> [Task details]: Repeat the material from the line that contains "Annotation task: mark the wind turbine tower" through the end, swapping "propeller" for "airscrew" and leaving everything else unchanged.

----------------

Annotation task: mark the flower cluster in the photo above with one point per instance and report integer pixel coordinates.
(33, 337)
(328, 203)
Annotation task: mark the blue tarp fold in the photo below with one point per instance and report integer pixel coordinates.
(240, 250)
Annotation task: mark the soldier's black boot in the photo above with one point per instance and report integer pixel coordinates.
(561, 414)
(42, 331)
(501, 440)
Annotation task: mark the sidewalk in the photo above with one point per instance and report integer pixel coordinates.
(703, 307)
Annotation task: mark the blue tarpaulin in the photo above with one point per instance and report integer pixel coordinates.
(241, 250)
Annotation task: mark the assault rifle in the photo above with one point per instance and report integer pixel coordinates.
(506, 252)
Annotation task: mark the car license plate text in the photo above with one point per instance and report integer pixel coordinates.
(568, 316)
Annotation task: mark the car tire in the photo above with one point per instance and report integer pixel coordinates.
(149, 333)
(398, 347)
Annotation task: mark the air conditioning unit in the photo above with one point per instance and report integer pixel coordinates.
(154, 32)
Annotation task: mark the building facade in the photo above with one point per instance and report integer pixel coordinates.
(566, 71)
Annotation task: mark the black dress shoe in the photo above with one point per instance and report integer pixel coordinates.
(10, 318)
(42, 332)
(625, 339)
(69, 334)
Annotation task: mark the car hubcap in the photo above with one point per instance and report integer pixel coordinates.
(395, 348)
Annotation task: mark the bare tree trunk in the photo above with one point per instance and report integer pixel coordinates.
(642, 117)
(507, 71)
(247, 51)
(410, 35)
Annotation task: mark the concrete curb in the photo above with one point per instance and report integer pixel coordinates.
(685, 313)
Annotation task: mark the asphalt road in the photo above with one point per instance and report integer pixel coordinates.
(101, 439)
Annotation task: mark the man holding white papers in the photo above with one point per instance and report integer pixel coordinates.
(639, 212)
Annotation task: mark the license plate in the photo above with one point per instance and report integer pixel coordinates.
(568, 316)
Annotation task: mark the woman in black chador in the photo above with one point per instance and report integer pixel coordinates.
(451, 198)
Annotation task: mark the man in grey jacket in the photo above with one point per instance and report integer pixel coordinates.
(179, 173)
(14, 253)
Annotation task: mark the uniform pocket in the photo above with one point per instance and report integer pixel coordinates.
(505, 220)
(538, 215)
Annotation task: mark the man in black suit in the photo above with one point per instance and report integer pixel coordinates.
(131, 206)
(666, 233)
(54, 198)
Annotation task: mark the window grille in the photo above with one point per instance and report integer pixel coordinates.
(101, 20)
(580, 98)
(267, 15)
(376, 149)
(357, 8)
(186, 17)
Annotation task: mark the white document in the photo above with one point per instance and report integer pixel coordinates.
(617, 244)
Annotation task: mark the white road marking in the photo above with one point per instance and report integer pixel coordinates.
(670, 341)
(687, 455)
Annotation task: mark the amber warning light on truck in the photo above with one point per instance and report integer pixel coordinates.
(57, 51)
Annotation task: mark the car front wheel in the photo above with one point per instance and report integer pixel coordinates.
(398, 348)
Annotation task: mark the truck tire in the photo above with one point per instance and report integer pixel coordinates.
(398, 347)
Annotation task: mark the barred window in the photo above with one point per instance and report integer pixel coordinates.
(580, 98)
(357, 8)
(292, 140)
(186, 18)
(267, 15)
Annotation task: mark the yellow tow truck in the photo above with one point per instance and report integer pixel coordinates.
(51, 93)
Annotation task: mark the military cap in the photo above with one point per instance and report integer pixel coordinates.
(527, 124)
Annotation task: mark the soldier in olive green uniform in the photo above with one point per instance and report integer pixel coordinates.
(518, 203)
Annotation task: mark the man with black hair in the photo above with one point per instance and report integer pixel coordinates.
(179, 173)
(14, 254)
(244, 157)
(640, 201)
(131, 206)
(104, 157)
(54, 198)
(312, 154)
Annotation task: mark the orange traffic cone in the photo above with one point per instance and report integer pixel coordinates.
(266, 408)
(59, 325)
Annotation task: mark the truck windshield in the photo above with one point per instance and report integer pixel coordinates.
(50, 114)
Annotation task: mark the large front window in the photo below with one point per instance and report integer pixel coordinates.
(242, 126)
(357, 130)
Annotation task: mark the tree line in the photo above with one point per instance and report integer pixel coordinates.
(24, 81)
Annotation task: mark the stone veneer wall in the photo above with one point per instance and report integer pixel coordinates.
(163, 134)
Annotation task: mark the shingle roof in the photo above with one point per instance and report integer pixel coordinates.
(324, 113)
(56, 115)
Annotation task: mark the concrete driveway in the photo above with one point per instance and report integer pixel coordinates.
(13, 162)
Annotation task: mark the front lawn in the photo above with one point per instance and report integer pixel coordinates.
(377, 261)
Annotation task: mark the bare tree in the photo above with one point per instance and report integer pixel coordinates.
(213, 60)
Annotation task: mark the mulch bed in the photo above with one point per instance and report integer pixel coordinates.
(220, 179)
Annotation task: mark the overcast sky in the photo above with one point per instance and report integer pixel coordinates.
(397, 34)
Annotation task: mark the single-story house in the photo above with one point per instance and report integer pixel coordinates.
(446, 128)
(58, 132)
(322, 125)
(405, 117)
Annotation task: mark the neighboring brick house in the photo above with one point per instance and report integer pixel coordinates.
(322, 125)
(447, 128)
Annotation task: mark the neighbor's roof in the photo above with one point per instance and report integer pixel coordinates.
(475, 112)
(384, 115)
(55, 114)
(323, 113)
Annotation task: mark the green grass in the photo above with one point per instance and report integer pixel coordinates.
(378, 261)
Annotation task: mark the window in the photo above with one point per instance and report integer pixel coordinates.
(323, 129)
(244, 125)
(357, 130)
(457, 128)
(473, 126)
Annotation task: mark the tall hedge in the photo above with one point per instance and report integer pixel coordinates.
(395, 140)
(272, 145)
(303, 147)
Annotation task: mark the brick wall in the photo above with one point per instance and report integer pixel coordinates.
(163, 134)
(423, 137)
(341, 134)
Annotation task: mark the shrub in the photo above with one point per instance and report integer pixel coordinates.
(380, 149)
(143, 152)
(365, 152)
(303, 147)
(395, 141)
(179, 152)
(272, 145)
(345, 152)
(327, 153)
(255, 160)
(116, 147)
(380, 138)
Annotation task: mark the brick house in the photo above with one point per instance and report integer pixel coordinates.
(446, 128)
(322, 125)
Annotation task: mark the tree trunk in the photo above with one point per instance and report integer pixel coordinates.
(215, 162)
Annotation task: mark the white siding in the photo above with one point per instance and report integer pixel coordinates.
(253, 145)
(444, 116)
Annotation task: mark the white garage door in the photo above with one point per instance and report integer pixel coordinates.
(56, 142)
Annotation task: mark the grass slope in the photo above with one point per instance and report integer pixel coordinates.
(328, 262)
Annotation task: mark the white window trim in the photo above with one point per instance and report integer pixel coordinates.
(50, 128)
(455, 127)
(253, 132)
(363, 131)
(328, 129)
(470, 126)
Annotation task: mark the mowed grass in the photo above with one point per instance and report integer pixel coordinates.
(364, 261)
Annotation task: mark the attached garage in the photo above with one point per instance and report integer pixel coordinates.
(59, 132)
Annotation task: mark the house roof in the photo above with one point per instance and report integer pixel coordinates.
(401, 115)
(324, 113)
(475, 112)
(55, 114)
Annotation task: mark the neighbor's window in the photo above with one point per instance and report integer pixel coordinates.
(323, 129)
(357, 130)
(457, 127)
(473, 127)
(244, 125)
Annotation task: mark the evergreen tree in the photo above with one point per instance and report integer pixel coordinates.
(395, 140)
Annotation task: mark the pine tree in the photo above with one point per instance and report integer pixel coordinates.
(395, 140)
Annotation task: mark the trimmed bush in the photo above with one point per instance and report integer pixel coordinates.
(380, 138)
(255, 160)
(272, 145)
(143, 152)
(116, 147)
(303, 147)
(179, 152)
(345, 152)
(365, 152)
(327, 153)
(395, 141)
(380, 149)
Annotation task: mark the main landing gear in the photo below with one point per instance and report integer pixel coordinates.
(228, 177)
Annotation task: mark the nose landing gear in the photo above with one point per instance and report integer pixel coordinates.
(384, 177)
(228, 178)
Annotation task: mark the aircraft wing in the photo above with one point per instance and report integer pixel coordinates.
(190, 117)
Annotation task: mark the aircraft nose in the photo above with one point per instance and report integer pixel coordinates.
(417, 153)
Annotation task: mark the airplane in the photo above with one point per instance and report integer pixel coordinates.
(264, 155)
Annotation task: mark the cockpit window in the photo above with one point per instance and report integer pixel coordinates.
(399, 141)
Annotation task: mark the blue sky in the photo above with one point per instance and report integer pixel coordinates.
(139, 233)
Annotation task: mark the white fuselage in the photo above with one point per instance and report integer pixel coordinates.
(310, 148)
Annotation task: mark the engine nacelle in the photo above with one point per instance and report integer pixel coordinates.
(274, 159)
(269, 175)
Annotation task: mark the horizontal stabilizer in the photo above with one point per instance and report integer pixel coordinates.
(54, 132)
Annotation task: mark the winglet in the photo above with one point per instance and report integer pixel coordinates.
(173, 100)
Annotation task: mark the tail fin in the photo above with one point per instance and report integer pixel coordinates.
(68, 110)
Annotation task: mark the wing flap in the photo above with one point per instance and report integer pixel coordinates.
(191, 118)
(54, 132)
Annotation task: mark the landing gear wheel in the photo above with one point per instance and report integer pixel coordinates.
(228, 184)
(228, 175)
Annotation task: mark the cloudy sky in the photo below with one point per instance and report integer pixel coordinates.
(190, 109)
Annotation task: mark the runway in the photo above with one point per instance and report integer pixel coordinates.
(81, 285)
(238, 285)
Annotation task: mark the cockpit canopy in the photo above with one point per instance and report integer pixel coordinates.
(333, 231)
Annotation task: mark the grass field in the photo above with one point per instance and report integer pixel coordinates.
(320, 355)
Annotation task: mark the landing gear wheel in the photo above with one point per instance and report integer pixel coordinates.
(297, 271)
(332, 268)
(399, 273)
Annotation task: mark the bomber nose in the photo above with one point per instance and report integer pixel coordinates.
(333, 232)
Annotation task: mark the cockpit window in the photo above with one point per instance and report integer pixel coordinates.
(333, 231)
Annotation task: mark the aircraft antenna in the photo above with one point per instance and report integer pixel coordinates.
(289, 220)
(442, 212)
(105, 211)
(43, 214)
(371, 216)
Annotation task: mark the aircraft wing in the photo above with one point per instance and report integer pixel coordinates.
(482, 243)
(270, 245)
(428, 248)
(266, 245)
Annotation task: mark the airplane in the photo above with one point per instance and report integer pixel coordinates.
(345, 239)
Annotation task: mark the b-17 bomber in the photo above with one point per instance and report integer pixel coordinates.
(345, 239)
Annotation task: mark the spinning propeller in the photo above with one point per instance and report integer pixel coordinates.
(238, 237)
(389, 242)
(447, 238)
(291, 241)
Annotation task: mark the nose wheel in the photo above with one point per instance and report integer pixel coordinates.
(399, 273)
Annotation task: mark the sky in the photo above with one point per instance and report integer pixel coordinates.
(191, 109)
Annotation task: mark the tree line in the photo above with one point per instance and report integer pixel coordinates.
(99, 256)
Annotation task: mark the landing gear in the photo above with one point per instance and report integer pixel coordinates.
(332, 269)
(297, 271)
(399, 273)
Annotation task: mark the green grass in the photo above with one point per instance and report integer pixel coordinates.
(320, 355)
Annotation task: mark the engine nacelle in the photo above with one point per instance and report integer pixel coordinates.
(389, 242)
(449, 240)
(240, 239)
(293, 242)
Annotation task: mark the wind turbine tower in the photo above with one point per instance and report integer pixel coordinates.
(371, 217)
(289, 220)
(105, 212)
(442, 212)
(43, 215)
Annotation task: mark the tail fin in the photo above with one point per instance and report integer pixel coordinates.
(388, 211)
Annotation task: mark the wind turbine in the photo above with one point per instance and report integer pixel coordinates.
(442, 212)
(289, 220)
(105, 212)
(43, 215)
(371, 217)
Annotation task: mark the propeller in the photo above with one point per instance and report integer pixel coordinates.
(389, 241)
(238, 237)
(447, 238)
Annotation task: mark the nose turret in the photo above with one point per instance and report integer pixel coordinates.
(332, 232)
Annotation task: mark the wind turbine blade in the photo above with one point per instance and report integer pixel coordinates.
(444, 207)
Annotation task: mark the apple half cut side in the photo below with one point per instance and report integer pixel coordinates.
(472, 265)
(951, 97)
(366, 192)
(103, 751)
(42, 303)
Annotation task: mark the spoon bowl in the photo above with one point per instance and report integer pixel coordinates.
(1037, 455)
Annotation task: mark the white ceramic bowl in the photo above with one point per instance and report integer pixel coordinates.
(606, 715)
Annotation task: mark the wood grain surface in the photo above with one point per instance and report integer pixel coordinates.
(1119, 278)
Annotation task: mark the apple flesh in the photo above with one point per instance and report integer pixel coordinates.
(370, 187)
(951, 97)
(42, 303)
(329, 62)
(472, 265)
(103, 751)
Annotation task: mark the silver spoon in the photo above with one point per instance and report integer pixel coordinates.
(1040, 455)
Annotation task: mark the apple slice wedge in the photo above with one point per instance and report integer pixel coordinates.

----------------

> [Reply]:
Annotation task: mark the wind turbine tower in the photo above with one point per instance and report integer pixel coordinates.
(371, 217)
(289, 220)
(105, 212)
(442, 212)
(43, 215)
Annotation task: mark the tail fin in the photo above with one point per instance and report integer pixel coordinates.
(388, 211)
Annotation task: mark the wind turbine in the photo above with one point per instance and report integer pixel coordinates.
(442, 212)
(289, 220)
(105, 212)
(43, 215)
(371, 217)
Annotation task: mark the airscrew in the photo above with one point per instance and report integer pixel coordinates.
(389, 241)
(238, 237)
(447, 238)
Annotation task: mark the nose turret in the photo above with one point per instance and report integer pixel coordinates.
(332, 232)
Annotation task: mark the wind turbine blade in the photo above with one point per instance and report integer pixel coordinates.
(444, 207)
Annotation task: mark the apple half cut side in the photo below with one point per instance and report integer pixel coordinates.
(472, 265)
(951, 97)
(366, 192)
(103, 751)
(42, 303)
Annotation task: mark the spoon bowl in the photo above with one point per instance and report integer pixel coordinates.
(1037, 455)
Annotation task: mark the white ceramic bowl in the photo above with one point per instance and report integer pixel coordinates.
(606, 715)
Annotation task: mark the wood grain surface in the photo above with one point per instance and report integer pixel coordinates.
(1119, 278)
Annotation task: mark the apple flesh in the photo above with one point per instance and report integer pixel coordinates.
(370, 187)
(951, 97)
(42, 303)
(329, 62)
(472, 265)
(103, 751)
Annotation task: mark the silver spoon in the photo above with one point per instance and report integer pixel coordinates.
(1040, 455)
Annotation task: mark the apple slice wedge in the photo above with one point per instance and report integer pixel coordinates.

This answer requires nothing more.